**Coordinate labeling data:**

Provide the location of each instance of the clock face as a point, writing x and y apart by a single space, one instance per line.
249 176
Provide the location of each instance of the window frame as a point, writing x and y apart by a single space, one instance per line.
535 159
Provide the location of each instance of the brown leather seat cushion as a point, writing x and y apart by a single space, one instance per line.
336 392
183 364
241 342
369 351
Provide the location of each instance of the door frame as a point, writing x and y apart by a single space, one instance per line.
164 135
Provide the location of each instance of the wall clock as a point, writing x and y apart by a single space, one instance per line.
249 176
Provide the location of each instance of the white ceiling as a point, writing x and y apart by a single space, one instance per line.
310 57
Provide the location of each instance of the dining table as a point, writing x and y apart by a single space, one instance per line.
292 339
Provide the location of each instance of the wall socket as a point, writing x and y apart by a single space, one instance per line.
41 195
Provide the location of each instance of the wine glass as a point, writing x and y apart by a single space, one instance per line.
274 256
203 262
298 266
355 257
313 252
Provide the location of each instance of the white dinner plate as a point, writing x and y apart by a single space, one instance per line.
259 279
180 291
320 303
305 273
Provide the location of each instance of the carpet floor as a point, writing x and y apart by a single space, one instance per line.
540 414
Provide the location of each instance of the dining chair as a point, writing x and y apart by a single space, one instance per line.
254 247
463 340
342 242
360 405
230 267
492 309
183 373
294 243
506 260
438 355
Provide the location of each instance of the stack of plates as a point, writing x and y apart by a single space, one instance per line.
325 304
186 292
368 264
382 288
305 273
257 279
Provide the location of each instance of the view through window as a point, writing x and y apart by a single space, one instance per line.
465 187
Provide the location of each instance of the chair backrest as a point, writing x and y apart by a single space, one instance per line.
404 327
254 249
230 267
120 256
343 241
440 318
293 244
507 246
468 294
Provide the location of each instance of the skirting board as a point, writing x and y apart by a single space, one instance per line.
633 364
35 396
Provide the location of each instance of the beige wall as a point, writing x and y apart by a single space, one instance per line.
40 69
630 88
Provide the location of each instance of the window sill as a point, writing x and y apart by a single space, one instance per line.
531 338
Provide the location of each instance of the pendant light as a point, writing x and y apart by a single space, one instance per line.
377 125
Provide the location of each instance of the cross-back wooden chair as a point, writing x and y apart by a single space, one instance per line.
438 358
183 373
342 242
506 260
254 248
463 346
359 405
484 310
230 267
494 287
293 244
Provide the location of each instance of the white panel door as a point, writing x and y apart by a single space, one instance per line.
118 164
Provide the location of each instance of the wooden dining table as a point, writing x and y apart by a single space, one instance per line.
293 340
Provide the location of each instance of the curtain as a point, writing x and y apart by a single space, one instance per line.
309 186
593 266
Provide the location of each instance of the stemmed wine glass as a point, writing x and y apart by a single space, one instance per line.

**Task directions:** Make an exact copy of every line in the data.

**Answer to this exercise:**
Provide the location of each instance of the clock face as a point, writing x and y apart by a single space, one instance per line.
249 176
Provide the location of each instance of the window frame as a point, writing x and y apart by a single space, one instance per line.
535 159
Provide the location of each instance of the brown leather seat cushion as a point, writing x and y apart by a single space, one instance per line.
336 392
183 364
241 342
369 351
Provide the location of each instance of the door frame as a point, writing x and y apart by a single space, one instance per line.
164 135
Provide the location of each instance of the wall clock as a point, writing x and y apart by a single space, one instance per line.
249 176
Provide the location of each instance of the white ceiling as a point, writing x and y apart by a single space, one instance per line.
310 57
Provide the location of each instance of the dining table as a point, writing x and y apart by a single space, one instance per line.
292 339
Provide the location of each instance of the wall socket as a point, writing x and y apart by a single space, one instance per line.
41 195
Provide the location of each instance of the wine glass as a point, writing x and y apart by a single space, one instance per line.
274 256
203 262
298 266
355 257
313 252
Provide the location of each instance of the white dinner plate as a point, writing x and y apart by a single space, one instance per line.
259 279
180 291
320 303
305 273
Provide the location of each instance of the carpet floor as a point, writing x and y apart by a single space, one instance per line.
540 414
Provide the location of each instance of the dining chair as a point, writing x and y apart by a single space, one instance per line.
254 247
463 340
342 242
360 405
230 267
492 309
183 373
294 243
506 260
438 355
Provide the location of each instance of the stack of plates as a point, writing x and y apart by a single space, one instance per line.
325 304
186 292
368 264
382 288
305 273
257 279
Provide the location of each instance of the view through window as a point, writing x and y apart by a single space, one instance per line.
465 187
Provide the location of each instance of the chair backrest as a point, writing x and y apart by a single space, one instance per line.
404 327
254 249
230 267
120 256
343 241
440 318
293 244
507 246
468 294
Provide the location of each instance of the skirting board as a point, writing x and y apart by a single space, one instance per line.
633 364
35 396
Provide the location of each instance of the beige wall as a point, writing x and y apart by a single space, one instance per line.
40 69
630 88
Provide the location of each instance of the window sill as a point, writing x and y apart by a single space, one instance per line.
531 338
Provide the location of each instance of the pendant light as a point, writing x and y apart by a single space, one instance per line.
377 125
Provide the location of each instance of the cross-back wooden chair as a point, writing x and y apart by a single space, one instance per line.
438 358
183 373
342 242
506 260
254 248
463 346
359 405
484 310
230 267
494 287
293 244
Provide the location of each instance of the white panel door as a point, writing x and y apart by a single space, one instance per line.
118 164
Provide the location of each instance of the wooden dining table as a point, writing x and y apart by a single space, one instance per line.
293 340
Provide the location of each instance of the curtain as a point, writing x and y apart by a single space, one instance per line.
309 186
593 266
Provide the location of each instance of the stemmed wine glass as a point, writing x and y apart by a single space, one instance per line.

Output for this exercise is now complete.